■ **TASK TO CARRY OUT**
Report only the number of lines in the following entries where the word "eyebrow" occurs.

[Region pointing data]
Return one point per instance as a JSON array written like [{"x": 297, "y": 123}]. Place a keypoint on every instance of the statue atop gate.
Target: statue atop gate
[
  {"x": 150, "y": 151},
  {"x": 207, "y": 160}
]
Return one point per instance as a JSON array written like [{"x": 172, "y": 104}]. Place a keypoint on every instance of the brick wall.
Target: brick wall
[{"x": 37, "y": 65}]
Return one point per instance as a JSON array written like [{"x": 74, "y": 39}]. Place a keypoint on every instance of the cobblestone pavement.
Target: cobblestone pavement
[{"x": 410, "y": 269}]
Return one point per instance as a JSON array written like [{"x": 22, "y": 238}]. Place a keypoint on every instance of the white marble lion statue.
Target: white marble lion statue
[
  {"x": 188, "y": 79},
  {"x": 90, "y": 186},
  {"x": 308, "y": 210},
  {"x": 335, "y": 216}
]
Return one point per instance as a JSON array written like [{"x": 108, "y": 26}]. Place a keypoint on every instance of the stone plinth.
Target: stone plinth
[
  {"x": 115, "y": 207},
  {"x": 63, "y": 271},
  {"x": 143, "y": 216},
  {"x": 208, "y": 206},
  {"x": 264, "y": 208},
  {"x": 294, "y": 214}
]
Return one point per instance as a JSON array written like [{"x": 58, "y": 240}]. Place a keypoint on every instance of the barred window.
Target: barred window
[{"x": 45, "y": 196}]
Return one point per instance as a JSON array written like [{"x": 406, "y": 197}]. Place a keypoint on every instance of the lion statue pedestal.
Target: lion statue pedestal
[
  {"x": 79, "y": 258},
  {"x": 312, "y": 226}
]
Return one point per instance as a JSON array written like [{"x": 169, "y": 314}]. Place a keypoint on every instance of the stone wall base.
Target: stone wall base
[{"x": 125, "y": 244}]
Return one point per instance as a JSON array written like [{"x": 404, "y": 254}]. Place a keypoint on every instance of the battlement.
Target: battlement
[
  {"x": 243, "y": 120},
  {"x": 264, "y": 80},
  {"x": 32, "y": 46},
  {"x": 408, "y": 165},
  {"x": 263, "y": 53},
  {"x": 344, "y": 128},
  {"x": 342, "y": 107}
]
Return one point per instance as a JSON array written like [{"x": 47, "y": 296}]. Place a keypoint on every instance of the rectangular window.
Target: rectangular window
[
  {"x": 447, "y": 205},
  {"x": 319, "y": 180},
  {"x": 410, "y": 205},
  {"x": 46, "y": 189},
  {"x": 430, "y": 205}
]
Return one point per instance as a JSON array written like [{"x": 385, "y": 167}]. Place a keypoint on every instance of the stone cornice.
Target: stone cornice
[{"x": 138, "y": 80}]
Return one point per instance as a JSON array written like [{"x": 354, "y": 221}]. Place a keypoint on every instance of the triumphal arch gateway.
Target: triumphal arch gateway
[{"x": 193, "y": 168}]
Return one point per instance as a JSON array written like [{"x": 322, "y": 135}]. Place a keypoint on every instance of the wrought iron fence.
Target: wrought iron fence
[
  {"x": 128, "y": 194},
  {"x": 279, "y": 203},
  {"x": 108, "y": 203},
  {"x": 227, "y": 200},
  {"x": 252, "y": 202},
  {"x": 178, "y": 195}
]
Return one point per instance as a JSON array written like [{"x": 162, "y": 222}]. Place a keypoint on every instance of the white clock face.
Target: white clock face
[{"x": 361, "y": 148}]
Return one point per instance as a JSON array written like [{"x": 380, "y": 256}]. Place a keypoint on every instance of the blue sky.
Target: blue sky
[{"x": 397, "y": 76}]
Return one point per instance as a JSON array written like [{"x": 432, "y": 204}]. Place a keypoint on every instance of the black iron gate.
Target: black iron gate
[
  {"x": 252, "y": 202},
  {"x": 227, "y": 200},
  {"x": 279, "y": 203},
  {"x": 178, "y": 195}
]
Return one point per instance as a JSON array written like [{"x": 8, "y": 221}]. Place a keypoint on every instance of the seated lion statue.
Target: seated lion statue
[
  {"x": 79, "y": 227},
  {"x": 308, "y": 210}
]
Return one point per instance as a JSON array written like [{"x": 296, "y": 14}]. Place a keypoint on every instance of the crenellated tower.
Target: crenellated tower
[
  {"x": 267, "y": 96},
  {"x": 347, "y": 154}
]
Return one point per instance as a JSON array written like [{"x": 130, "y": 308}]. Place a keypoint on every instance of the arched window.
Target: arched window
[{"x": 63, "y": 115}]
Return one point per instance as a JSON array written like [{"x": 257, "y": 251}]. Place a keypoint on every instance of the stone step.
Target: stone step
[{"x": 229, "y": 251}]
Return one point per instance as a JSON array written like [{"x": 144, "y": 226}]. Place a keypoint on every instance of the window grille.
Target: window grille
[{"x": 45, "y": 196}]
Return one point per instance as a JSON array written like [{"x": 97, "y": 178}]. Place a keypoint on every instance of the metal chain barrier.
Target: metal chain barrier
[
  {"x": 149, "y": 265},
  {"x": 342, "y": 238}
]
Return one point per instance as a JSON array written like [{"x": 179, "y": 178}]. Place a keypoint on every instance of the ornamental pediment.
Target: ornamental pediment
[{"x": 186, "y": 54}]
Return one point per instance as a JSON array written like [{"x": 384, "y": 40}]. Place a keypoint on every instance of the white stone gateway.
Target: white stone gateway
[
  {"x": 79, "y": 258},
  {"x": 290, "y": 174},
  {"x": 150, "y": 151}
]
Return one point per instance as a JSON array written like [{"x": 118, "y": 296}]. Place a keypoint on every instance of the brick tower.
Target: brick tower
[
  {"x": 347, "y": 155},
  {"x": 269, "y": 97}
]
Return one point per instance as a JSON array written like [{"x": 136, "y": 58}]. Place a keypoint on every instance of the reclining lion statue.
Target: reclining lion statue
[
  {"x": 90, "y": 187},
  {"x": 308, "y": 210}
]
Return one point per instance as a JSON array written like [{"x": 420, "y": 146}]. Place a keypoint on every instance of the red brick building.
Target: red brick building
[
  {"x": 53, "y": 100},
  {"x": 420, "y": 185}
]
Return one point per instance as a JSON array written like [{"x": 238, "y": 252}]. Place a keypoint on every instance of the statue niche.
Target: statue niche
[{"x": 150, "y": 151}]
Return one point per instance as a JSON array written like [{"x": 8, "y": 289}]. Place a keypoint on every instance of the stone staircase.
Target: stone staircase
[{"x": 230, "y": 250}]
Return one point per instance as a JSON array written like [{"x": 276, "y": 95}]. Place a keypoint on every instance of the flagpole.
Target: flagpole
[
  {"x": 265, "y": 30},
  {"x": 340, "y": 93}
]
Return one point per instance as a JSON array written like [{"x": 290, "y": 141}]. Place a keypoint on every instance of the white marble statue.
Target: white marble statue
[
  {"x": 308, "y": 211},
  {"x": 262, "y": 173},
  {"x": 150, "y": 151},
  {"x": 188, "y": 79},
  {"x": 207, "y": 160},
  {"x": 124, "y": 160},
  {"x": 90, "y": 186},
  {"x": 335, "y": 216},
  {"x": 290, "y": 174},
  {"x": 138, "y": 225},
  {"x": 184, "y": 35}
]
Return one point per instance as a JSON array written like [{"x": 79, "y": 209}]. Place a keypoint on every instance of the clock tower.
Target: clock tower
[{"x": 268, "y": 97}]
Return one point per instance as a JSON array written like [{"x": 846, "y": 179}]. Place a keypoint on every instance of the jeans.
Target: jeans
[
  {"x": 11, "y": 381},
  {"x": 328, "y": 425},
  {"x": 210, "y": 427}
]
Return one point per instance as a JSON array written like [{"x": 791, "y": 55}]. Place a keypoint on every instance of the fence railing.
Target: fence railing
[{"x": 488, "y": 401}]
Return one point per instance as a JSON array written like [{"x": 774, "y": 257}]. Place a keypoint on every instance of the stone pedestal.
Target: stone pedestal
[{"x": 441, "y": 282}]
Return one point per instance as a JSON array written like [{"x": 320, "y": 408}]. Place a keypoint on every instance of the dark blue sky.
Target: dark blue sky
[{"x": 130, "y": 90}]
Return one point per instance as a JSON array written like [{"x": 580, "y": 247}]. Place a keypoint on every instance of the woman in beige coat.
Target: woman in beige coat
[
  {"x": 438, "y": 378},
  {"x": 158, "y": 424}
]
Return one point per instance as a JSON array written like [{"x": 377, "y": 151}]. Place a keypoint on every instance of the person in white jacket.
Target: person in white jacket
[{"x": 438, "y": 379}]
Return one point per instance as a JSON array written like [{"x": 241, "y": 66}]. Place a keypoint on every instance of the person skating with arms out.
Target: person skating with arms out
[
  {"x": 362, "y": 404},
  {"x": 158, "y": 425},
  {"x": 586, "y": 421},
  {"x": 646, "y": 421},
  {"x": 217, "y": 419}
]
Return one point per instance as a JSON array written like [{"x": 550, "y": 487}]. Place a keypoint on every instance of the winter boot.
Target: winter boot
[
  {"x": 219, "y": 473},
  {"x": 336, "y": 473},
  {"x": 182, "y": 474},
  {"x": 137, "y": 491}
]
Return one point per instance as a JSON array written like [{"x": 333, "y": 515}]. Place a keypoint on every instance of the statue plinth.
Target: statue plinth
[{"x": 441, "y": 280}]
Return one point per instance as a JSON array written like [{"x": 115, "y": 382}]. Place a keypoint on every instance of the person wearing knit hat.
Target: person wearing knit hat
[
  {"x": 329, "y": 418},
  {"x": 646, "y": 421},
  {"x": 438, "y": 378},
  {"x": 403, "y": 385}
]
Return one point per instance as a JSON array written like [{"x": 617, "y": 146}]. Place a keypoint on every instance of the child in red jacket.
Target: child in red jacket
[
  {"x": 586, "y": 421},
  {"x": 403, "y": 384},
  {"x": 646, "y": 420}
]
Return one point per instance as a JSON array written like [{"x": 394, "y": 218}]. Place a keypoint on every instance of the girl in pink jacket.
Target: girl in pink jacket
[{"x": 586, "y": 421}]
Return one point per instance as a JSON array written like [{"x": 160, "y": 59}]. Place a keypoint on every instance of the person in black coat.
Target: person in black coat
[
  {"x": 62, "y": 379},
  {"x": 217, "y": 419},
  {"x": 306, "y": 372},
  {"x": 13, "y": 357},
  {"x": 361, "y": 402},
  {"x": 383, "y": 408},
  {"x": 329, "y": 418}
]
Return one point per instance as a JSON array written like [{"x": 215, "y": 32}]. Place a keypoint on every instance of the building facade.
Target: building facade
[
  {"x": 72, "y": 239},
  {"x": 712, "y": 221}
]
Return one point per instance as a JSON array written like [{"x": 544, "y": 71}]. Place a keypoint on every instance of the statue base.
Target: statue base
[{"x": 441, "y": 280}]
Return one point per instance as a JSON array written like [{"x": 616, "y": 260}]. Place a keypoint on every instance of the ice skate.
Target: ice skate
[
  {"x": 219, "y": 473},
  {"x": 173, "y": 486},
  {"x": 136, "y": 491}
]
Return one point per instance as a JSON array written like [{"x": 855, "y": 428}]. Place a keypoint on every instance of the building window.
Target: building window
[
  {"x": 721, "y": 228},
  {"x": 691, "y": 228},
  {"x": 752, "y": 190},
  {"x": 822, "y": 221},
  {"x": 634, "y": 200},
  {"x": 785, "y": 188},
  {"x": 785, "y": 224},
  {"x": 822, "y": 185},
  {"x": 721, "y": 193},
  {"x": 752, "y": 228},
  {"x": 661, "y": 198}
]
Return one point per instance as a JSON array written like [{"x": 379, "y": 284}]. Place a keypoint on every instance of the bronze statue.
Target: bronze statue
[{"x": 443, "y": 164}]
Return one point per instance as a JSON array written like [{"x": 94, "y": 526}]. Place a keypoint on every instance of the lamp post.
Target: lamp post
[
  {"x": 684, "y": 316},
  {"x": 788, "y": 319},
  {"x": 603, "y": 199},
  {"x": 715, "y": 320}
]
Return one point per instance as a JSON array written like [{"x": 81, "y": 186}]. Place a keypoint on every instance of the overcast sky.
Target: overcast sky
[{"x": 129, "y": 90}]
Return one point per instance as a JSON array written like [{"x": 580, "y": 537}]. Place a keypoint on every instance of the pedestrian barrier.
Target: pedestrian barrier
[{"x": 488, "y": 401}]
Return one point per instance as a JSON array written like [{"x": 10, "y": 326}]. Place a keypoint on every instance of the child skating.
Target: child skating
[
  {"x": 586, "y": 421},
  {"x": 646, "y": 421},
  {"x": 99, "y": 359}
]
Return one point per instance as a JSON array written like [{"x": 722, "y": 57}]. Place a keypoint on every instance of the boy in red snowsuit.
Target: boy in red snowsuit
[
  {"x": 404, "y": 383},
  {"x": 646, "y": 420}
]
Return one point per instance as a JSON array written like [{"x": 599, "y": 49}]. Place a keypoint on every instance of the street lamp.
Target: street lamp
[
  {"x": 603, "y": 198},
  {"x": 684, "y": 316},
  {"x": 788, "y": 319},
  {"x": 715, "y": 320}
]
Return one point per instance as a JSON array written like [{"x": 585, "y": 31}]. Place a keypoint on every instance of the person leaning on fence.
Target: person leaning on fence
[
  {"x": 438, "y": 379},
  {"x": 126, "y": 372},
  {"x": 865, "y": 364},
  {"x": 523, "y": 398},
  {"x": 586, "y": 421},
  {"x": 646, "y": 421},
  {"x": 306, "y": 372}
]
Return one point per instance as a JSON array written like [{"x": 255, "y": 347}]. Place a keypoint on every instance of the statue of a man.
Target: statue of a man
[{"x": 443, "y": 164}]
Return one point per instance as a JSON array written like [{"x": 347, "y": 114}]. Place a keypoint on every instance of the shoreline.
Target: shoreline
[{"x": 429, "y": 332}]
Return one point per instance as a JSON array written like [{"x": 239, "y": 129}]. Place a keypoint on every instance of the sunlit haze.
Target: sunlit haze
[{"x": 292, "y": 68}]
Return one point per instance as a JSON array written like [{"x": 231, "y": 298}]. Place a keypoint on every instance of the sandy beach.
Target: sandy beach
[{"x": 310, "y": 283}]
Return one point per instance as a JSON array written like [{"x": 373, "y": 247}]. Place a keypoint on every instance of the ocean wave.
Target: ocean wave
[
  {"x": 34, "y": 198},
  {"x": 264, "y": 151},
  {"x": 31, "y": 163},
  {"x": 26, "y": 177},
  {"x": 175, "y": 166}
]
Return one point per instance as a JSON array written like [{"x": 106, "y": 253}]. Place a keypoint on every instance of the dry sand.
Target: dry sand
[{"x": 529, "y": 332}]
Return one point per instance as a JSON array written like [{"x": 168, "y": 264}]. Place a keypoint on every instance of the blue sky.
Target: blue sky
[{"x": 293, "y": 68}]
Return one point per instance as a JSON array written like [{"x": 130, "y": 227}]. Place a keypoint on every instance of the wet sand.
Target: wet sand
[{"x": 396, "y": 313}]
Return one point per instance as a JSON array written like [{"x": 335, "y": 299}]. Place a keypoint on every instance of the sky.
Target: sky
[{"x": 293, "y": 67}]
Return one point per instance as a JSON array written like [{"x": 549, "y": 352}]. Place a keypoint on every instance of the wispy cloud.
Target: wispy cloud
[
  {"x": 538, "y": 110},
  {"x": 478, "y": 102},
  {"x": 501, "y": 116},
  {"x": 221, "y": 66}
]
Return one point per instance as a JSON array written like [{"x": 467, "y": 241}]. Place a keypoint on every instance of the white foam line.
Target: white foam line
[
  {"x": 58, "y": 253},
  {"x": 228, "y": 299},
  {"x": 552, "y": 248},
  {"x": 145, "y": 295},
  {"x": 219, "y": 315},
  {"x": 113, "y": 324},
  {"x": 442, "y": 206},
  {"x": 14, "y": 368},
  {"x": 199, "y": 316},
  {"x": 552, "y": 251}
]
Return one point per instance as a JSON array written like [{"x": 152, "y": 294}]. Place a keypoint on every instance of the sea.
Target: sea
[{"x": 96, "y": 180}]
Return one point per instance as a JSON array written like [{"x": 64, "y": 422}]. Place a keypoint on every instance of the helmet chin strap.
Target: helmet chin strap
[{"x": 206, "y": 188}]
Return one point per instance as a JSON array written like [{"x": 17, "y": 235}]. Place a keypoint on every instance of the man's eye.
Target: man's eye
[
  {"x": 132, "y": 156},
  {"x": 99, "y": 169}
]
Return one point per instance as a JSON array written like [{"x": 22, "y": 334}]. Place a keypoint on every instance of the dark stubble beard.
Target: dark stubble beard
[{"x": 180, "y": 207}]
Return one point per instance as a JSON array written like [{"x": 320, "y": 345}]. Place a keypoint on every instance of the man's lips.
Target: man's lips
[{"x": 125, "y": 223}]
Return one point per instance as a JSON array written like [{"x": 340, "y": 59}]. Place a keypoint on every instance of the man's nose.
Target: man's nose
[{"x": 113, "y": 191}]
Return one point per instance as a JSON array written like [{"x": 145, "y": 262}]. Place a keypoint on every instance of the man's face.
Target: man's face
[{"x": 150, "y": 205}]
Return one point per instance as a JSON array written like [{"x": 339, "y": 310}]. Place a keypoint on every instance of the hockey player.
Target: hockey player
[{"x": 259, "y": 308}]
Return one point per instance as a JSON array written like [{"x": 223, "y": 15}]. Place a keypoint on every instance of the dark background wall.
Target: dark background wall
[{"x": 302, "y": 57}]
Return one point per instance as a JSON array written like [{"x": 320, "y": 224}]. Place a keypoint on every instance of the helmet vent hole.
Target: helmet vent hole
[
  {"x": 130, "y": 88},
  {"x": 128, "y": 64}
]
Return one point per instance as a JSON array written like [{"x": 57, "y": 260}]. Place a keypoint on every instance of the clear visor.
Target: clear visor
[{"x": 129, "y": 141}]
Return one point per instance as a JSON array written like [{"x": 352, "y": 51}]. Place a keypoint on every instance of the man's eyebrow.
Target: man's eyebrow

■ **RESULT OF THE TASK**
2